**Work to do:** Pull out each line of the items below that contains the string "wall".

**Stored data entries:**
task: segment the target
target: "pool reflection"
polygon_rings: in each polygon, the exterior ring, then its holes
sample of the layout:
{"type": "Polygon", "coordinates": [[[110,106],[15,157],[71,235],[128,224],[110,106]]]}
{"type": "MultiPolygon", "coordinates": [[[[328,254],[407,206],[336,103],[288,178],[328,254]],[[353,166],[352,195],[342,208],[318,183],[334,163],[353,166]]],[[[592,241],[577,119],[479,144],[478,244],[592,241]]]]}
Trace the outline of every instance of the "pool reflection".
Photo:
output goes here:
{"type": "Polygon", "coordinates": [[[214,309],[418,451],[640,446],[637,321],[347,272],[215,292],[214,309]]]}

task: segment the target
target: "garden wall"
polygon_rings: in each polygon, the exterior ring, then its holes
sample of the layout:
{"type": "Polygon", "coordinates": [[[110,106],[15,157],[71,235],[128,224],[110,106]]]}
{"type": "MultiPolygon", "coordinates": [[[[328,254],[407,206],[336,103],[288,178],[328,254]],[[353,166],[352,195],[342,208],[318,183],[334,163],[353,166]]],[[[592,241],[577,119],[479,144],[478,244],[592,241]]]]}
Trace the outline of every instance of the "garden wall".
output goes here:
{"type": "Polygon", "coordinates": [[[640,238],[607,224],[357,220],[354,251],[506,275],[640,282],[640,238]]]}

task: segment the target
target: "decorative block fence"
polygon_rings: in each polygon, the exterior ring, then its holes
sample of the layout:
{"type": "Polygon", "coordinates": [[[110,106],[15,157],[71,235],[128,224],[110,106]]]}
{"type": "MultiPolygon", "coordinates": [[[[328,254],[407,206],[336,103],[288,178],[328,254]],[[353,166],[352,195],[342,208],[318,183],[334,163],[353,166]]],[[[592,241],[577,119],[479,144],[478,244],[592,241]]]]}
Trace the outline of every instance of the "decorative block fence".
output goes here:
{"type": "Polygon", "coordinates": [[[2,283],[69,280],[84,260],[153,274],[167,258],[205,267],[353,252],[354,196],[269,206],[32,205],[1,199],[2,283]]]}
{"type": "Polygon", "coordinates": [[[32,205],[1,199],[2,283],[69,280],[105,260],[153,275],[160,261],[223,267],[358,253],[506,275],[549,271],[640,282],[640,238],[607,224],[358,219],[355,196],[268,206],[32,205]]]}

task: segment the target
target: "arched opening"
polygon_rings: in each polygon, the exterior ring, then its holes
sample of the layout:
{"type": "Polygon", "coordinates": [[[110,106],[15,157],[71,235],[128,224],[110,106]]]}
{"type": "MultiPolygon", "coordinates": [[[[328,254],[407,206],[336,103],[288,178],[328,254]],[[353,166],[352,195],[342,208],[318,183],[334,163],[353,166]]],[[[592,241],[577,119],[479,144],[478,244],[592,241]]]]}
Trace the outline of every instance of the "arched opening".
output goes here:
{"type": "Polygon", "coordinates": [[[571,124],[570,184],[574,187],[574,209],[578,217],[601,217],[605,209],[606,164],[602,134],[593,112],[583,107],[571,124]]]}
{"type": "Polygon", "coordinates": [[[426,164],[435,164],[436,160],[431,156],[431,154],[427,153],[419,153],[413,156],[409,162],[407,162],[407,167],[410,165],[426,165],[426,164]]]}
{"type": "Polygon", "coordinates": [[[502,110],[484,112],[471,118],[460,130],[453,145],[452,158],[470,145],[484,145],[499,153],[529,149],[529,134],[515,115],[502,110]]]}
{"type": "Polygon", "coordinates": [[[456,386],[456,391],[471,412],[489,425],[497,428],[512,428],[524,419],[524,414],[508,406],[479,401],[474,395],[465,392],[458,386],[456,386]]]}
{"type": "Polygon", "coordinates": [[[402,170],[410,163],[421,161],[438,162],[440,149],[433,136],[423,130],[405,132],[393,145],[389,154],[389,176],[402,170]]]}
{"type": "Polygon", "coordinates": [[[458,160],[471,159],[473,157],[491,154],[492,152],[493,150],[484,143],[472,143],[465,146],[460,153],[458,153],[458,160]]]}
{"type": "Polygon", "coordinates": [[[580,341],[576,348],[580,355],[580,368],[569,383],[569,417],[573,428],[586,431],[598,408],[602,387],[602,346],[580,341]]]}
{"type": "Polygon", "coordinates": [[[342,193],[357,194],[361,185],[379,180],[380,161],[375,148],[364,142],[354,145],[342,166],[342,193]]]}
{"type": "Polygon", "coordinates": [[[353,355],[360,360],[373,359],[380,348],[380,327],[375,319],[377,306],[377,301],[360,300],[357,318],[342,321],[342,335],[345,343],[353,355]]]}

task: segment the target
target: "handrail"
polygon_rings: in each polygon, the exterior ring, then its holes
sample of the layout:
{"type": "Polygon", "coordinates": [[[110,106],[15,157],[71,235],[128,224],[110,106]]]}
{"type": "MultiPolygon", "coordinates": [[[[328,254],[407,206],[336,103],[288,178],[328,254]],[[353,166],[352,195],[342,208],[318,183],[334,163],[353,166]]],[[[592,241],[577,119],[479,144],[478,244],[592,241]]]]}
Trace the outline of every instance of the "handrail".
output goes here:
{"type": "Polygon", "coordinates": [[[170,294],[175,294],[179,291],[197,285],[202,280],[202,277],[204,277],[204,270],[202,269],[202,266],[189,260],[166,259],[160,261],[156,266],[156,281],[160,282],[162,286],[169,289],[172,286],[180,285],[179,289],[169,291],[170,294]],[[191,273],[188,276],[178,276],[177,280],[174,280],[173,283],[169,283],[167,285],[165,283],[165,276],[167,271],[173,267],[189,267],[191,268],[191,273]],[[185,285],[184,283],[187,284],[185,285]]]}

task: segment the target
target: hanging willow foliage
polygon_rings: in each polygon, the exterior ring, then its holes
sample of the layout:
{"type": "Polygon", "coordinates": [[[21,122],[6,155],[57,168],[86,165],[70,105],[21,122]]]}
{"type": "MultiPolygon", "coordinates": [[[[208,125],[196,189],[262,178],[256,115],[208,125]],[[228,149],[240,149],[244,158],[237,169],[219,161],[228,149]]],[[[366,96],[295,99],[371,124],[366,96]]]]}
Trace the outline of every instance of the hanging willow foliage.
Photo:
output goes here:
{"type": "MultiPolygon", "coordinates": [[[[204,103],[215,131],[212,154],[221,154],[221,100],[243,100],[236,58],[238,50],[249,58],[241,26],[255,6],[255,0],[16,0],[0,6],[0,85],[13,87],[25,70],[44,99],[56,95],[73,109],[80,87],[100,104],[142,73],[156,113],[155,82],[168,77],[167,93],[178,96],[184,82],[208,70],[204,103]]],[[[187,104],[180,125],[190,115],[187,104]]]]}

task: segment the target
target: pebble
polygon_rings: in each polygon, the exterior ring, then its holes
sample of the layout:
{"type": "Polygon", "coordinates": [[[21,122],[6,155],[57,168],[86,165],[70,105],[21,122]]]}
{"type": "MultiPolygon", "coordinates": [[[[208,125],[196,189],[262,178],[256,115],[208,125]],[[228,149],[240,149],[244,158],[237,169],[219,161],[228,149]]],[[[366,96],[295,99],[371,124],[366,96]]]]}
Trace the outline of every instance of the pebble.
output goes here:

**Result of the exercise:**
target: "garden wall"
Trace the outline of every instance of the "garden wall".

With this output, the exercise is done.